_Zadania do wykonania_
1. Proszę przepisać z fragmentu o wędrówce po Howth wszystko od „Wchodząc na szlak” aż do „dopiero trzy osoby.”.
2. Wypisz wszystkie nazwy własne miejsc, które pojawiają się we fragmencie o wędrówce po Howth. Pomiń nazwy szlaków.

Wchodząc na szlak cały czas miałam w głowie jedną myśl: pospaceruję sobie trochę, a potem wrócę do centrum Howth. Wtedy nie wiedziałam jeszcze, jak bardzo naiwny tok myślenia prezentowałam. Bo na górze było tak fajnie, że absolutnie nie było mowy o powrocie. Spodobało mi się spacerowanie w takich okolicznościach przyrody, choć to był dopiero maj i wzgórze nie prezentowało się jeszcze w swej najpiękniejszej odsłonie. Mijający mnie ludzie tylko potwierdzali swoją obecnością to, co właśnie odkryłam: pięknie tu! Nie chciałam wracać na dół teraz, kiedy przede mną rozciągał się jeszcze taaaaki kawał drogi. Nie wróciłam, choć śmieszną ilością zabranej wody nie nasyciłoby się nawet Siedmiu Krasnoludków, a co dopiero trzy osoby.




Pierwszą część trasy pokonałam niemalże na haju. Nim się obejrzeliśmy, dotarliśmy do Summit Junction, punktu, w którym trzeba było podjąć decyzję: co dalej? Trzy z czterech szlaków zawracały w stronę Howth, tylko jeden z nich –  purple trail -  prowadził dalej i obiecywał jeszcze długą wędrówkę przez 1h 45 min. Popatrzyłam chwilę na wdzięczny obiekt, jakim była latarnia Bailey majaczącą w oddali i bez zastanowienia wkroczyłam na fioletowy szlak.




Druga część trasy przywitała nas nieco odmiennymi widokami, które w moim odczuciu wypadły odrobinę gorzej od tych, które miałam okazję podziwiać w pierwszej części. Ścieżka stawała się momentami naprawdę wąska i zarośnięta przez krzewy, które w wielu przypadkach próbowały się wydostać z ogrodów rezydencji bogaczy. Bywała też mocno wyeksponowana, dzięki czemu można było w całej okazałości podziwiać Doldrum Bay i Drumleck Beach.




Po naszym zapasie wody zostało już wspomnienie, a ja coraz bardziej poważnie zaczęłam rozważać możliwość pokonania dalszej trasy w samym bikini. Każda dodatkowa szmatka niemiłosiernie dawała o sobie znać i choć rzeczywista temperatura wynosiła wtedy kilkanaście stopni, ta odczuwalna była znacznie wyższa. Słońce prażyło bez przerwy, co zresztą zaowocowało później pierwszą tegoroczną opalenizną, choć by oddać prawdę, raczej wypadałoby napisać „spaleniem twarzy na raka”.

_Przekazane dane_

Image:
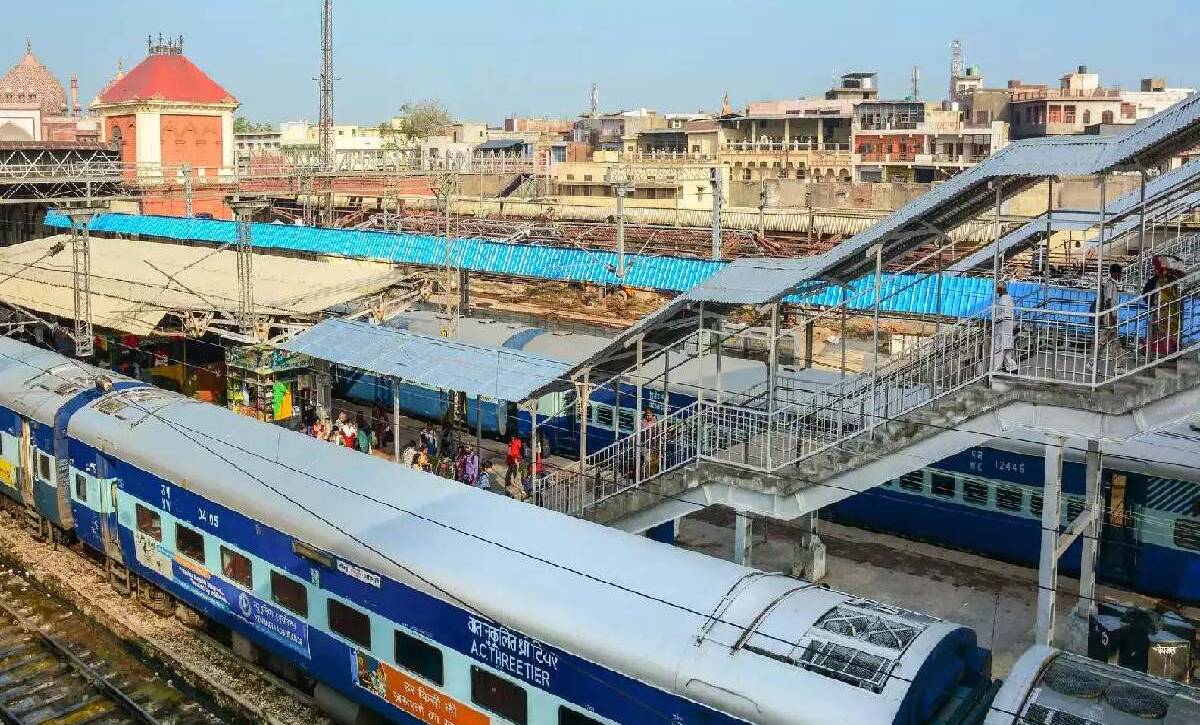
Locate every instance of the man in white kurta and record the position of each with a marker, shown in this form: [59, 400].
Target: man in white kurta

...

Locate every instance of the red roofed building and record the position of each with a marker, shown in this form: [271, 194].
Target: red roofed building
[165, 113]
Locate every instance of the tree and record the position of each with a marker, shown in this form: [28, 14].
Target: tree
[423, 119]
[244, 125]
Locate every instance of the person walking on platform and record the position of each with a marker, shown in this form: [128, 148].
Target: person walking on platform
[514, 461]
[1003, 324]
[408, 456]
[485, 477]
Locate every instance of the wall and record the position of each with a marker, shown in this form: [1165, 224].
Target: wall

_Zestaw odpowiedzi_
1.
Wchodząc na szlak cały czas miałam w głowie jedną myśl: pospaceruję sobie trochę, a potem wrócę do centrum Howth. Wtedy nie wiedziałam jeszcze, jak bardzo naiwny tok myślenia prezentowałam. Bo na górze było tak fajnie, że absolutnie nie było mowy o powrocie. Spodobało mi się spacerowanie w takich okolicznościach przyrody, choć to był dopiero maj i wzgórze nie prezentowało się jeszcze w swej najpiękniejszej odsłonie. Mijający mnie ludzie tylko potwierdzali swoją obecnością to, co właśnie odkryłam: pięknie tu! Nie chciałam wracać na dół teraz, kiedy przede mną rozciągał się jeszcze taaaaki kawał drogi. Nie wróciłam, choć śmieszną ilością zabranej wody nie nasyciłoby się nawet Siedmiu Krasnoludków, a co dopiero trzy osoby.

2.
- Howth
- Summit Junction
- latarnia Bailey
- Doldrum Bay
- Drumleck Beach